Stored data
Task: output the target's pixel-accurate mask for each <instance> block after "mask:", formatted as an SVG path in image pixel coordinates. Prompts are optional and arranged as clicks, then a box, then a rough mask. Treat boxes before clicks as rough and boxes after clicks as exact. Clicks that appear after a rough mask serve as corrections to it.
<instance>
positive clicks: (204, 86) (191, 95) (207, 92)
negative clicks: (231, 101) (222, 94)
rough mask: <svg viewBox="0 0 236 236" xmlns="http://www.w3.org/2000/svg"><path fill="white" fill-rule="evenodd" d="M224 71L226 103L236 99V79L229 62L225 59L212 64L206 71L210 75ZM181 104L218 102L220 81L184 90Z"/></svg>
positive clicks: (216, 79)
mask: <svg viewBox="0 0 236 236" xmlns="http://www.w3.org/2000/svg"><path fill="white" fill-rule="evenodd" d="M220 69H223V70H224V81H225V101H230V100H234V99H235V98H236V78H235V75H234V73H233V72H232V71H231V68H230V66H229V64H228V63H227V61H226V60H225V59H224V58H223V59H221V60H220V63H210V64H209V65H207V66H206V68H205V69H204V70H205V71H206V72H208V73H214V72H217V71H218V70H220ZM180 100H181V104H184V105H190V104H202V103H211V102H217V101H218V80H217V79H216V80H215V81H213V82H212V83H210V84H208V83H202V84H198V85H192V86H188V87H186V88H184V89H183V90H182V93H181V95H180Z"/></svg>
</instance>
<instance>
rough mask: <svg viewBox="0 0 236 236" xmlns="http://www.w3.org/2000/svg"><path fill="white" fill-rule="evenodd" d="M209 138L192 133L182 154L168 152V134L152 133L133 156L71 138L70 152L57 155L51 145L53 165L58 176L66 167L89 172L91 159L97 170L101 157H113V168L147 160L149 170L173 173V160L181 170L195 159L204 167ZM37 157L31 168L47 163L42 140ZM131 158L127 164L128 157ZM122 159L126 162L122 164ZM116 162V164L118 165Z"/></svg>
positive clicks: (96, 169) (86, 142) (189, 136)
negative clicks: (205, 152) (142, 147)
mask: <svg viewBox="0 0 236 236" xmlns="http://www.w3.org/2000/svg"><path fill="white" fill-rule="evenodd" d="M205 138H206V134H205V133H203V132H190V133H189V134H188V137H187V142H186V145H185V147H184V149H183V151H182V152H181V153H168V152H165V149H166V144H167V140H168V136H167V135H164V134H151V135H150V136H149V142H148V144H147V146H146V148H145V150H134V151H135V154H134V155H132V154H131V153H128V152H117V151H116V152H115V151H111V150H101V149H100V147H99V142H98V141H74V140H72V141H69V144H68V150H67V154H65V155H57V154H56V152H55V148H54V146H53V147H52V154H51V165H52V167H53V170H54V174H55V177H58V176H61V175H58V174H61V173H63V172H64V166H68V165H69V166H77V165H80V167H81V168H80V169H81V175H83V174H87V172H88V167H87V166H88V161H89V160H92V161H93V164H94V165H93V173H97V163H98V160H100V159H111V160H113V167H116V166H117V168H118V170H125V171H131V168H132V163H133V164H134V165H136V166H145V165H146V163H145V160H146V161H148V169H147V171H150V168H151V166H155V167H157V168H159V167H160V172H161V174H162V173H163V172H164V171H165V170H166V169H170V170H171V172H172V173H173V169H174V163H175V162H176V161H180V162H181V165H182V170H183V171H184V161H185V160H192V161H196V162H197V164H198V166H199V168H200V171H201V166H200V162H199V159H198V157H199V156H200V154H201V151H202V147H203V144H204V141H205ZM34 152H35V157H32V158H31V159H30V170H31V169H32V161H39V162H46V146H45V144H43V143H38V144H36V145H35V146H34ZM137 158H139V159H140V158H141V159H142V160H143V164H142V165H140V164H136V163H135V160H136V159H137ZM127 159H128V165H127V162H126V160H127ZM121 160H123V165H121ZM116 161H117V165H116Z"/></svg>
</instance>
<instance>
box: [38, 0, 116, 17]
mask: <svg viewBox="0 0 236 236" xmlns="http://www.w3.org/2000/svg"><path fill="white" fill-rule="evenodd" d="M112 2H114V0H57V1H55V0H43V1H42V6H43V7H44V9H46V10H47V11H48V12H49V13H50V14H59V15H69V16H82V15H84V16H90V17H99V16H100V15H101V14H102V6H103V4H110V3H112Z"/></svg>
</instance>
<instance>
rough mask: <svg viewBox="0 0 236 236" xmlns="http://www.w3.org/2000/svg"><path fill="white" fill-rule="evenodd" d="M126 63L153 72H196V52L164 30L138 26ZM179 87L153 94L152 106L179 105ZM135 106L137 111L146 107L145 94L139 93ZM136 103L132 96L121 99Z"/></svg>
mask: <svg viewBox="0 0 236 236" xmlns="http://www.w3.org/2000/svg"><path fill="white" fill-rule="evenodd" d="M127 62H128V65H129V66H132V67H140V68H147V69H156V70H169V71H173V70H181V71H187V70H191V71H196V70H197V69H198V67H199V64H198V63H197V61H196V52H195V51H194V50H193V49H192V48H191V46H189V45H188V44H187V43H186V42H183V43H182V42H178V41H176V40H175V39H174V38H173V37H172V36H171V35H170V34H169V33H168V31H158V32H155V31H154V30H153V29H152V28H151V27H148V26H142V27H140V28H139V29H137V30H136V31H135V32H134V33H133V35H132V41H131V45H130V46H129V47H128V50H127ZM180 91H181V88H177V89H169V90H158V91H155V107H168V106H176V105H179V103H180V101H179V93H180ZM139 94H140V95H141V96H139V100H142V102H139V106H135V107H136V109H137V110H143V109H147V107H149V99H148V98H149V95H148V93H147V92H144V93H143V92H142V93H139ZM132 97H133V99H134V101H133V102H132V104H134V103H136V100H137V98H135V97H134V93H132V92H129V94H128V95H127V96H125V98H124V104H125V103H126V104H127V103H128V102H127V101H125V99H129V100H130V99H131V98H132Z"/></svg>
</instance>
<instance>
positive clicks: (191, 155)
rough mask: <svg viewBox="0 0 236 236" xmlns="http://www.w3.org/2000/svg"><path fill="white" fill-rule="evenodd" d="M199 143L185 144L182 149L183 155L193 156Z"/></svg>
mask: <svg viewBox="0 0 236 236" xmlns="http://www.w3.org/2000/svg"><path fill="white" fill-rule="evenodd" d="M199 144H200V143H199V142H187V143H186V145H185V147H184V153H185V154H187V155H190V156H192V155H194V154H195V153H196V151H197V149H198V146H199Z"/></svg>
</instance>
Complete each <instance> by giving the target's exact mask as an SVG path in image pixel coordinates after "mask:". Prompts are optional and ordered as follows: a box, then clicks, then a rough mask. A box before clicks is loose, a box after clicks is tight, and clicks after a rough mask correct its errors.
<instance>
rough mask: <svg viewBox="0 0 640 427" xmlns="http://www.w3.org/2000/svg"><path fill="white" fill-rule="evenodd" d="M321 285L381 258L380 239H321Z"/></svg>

[Exercise aim] Gather up, from the records above, each line where the word "target" appears.

[Exercise output]
Task: output the target's pixel-accurate mask for each <instance> block after "mask:", formatted as an SVG path in image pixel coordinates. Prompts are optional and arranged as clicks, then a box, then a rough mask. Treat boxes before clicks as rough and boxes after clicks as exact. Clicks that appear after a rough mask serve as corrections to it.
Complete each <instance> by giving the target's exact mask as an SVG path in image pixel coordinates after "mask:". Prompts are optional and ordered as follows: a box, then clicks, then a rough mask. A box before clicks is loose, a box after clicks is tight, and clicks after a rough mask correct its errors.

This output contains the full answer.